## What to do
Without altering anything, output the material below.

+--

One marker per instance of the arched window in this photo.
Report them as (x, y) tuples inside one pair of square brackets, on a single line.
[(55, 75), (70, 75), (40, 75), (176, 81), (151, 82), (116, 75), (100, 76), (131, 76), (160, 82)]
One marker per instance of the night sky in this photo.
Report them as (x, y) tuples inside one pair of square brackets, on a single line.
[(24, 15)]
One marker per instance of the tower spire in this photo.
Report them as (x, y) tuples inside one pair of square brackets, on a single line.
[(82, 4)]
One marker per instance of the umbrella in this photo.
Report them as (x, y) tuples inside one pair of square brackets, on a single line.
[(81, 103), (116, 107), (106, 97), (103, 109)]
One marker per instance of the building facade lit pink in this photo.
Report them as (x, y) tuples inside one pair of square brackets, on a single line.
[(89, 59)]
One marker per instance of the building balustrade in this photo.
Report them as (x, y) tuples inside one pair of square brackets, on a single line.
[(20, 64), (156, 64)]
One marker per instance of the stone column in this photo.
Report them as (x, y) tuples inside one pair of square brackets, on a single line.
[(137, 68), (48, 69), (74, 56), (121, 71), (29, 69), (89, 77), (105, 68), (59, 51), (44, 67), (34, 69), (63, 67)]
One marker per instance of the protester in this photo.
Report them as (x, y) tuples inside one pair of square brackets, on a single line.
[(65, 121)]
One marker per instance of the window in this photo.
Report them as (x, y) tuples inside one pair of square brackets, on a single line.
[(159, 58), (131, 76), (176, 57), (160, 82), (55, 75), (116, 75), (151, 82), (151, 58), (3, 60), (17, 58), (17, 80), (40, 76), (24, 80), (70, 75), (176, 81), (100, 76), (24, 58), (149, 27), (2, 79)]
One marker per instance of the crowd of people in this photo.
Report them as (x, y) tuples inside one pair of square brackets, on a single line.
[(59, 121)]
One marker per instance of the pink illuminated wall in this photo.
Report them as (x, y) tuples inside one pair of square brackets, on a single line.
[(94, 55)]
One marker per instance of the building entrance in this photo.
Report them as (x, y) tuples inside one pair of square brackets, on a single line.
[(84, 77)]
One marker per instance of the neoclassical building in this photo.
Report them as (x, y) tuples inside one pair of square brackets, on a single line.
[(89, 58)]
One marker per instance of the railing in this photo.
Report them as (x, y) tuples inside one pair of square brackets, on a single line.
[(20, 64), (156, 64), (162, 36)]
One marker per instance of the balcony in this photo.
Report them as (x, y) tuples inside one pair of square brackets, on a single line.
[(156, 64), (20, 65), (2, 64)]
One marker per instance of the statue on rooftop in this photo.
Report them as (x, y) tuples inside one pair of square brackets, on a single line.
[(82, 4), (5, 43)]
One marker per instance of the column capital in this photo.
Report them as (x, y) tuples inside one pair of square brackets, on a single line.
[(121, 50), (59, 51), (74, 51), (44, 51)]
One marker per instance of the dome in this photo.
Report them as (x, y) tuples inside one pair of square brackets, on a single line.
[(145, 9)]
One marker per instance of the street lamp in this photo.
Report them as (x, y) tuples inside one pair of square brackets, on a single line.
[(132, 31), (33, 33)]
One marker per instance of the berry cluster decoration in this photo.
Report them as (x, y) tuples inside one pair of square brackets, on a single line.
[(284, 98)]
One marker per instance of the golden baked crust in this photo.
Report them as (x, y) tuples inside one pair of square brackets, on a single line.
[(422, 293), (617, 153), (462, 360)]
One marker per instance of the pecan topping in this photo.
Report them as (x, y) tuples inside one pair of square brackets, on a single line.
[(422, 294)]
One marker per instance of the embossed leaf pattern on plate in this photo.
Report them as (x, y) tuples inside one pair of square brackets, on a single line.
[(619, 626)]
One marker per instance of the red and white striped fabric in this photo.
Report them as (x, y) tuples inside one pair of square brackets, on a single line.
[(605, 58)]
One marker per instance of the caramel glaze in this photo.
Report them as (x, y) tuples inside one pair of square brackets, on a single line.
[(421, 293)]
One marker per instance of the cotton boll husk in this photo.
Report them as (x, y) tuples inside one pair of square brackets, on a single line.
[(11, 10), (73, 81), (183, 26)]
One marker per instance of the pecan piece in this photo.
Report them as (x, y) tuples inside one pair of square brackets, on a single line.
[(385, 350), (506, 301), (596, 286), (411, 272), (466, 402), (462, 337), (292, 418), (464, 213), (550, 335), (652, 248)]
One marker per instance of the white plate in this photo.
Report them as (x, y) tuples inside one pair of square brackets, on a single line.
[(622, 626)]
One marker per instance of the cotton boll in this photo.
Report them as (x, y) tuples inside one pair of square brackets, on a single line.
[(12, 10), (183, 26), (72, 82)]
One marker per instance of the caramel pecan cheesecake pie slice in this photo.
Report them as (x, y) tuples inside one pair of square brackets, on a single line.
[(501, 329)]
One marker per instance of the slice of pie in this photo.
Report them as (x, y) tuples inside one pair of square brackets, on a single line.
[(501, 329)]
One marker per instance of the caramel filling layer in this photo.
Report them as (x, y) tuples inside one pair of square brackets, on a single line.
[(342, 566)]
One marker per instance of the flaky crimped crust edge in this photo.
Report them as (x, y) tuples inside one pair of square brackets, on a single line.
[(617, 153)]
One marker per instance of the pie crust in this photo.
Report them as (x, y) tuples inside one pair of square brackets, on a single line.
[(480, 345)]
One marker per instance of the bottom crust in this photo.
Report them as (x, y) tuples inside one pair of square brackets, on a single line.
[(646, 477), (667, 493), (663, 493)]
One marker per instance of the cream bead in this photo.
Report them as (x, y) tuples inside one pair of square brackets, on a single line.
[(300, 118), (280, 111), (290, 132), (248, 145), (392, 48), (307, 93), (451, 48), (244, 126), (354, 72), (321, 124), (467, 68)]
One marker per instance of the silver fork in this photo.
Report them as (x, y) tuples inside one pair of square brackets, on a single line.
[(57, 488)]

+--

## Solution for this task
One marker per instance of the arched window in this photo.
Report them as (x, y) tuples inside one pair of square brackets, on a single line.
[(55, 75), (70, 75), (40, 75), (176, 81), (151, 82), (116, 75), (100, 76), (131, 76), (160, 82)]
One marker per instance of the night sky in this photo.
Report them as (x, y) tuples inside one pair of square brackets, on a single line.
[(24, 15)]
One marker per instance of the tower spire in this photo.
Report them as (x, y) tuples inside one pair of square brackets, on a single line.
[(82, 4)]
One marker per instance of the umbrella in this photo.
Report them as (x, y) tuples inside one pair of square brackets, on a single line.
[(81, 103), (116, 107), (106, 97), (103, 109)]
One marker per instance of the building facade lit pink in this photo.
Report them as (x, y) tuples inside one pair of square brackets, on a single line.
[(89, 59)]
One marker per instance of the building balustrade in this photo.
Report them as (x, y) tuples inside one pair of square brackets, on a single line.
[(20, 64), (156, 64)]
One marker per instance of the stone column in this photo.
Report them as (x, y) tuples inside one pair of square brackets, on a single line.
[(137, 68), (48, 69), (74, 56), (121, 71), (29, 69), (89, 77), (105, 68), (59, 51), (44, 67), (34, 69), (63, 67)]
One marker per instance of the protester in this photo.
Report them as (x, y) tuples inside one pair of square brackets, on a single line.
[(65, 121)]
One marker per instance of the window in this photo.
Report them as (x, y) tuples inside one pair of square brackets, on a single line.
[(159, 58), (131, 76), (176, 57), (160, 82), (55, 75), (116, 75), (151, 82), (151, 58), (3, 60), (17, 58), (17, 80), (40, 76), (24, 80), (70, 75), (176, 81), (100, 76), (24, 58), (149, 27), (2, 79)]
One marker per instance of the crowd of people in this photo.
Report them as (x, y) tuples inside one pair of square brackets, on a single line.
[(59, 121)]
One marker per instance of the pink illuminated wall in this photo.
Report them as (x, y) tuples inside one pair of square brackets, on a single line.
[(94, 55)]
One marker per instance of the building entrance in this photo.
Report them as (x, y) tuples inside one pair of square brackets, on a single line.
[(84, 77)]
One marker per instance of the neoclassical building in this photo.
Report them as (x, y) tuples inside one pair of square brackets, on a single line.
[(89, 58)]
One marker per instance of the railing in this photo.
Report them as (x, y) tuples inside one pair of square brackets, on a single line.
[(20, 64), (156, 64), (162, 36)]
One marker per instance of the balcony in this photo.
Report them as (x, y) tuples inside one pair of square brackets, on a single line.
[(156, 64), (20, 65), (2, 64)]
One marker per instance of the statue on rooftop in this photo.
Report them as (x, y) tuples inside one pair of square brackets, on a single line.
[(82, 4), (5, 43)]
One marker per instance of the column capital in this photo.
Report them as (x, y) tuples inside one pair of square brackets, on a single line.
[(121, 50), (59, 51), (74, 51), (44, 51)]
One marker per instance of the dome in this photo.
Report them as (x, y) tuples inside one pair of square brackets, on a single line.
[(145, 9)]
One marker per instance of the street lamp in this photo.
Report them as (x, y) tuples inside one pair of square brackets, on a single line.
[(132, 31), (33, 33)]
One marker per instance of the berry cluster decoration in this photo.
Report them as (x, y) tuples inside one pair of square brackets, on a single line.
[(284, 98)]
One marker per instance of the golden baked crust in this photo.
Report them as (x, y) tuples inside one pair of square brackets, on a single line.
[(422, 293), (617, 153), (462, 360)]
One marker per instance of the pecan topping in this photo.
Report them as (x, y) tuples inside one pair of square brackets, on a single line.
[(422, 294)]
One marker per instance of the embossed leaf pattern on plate in this photo.
Report them as (x, y) tuples inside one pair of square brackets, on a single line.
[(619, 626)]
One marker per instance of the red and white striped fabric in this photo.
Report them as (x, y) tuples inside one pair of square brackets, on a single line.
[(605, 58)]
One marker per instance of the caramel glaze in this photo.
Report them as (x, y) tuples inside one pair of square brackets, on a single line.
[(421, 293)]
One marker per instance of the cotton boll husk in this photo.
Report them as (x, y) tuples inside one pair of square brackets, on a single line.
[(11, 10), (73, 81), (183, 26)]
One marker per instance of the pecan piece in this photo.
Report them as (x, y) tuples inside one pair of square brackets, on a single line.
[(385, 350), (506, 301), (596, 286), (411, 272), (466, 402), (462, 337), (292, 418), (464, 213), (550, 335), (652, 248)]
One marker per instance of the white plate in this photo.
Report them as (x, y) tuples inside one pair of square brackets, on a single line.
[(622, 626)]
One marker per instance of the cotton boll in this photo.
Report them as (x, y) tuples inside one pair of square brackets, on a single line.
[(12, 10), (183, 26), (72, 82)]
One marker per instance of the caramel pecan cheesecake pie slice in this photo.
Report them as (x, y) tuples inside one pair of square brackets, on a single line.
[(501, 329)]
One marker per instance of the slice of pie in this photo.
Report them as (x, y) tuples inside one pair of square brackets, on a single line.
[(501, 329)]
One marker per instance of the caramel filling layer in this photo.
Report them as (x, y) tuples inside one pair of square brackets, on a single line.
[(342, 566)]
One marker per instance of the flaky crimped crust edge in this photo.
Report them as (x, y) tuples inside one pair of square brackets, on a single line.
[(617, 153)]
One marker per instance of the pie crust in this photo.
Report them as (x, y) tuples inside one pair of square brackets, on a single line.
[(480, 345)]
One marker per instance of the bottom crust in this photo.
Report them as (x, y) tuples inside one pair of square brackets, on a single line.
[(646, 477), (667, 493), (663, 493)]
One marker per instance of the cream bead in this photo.
Report them as (x, y) tuples inside one pair of square brackets, on a single line.
[(300, 118), (280, 111), (290, 132), (248, 145), (392, 48), (307, 93), (451, 48), (244, 126), (354, 72), (321, 124), (467, 68)]
One marker per instance of the silver fork in this photo.
Report them as (x, y) tuples inside one pair of square brackets, on a single line.
[(57, 488)]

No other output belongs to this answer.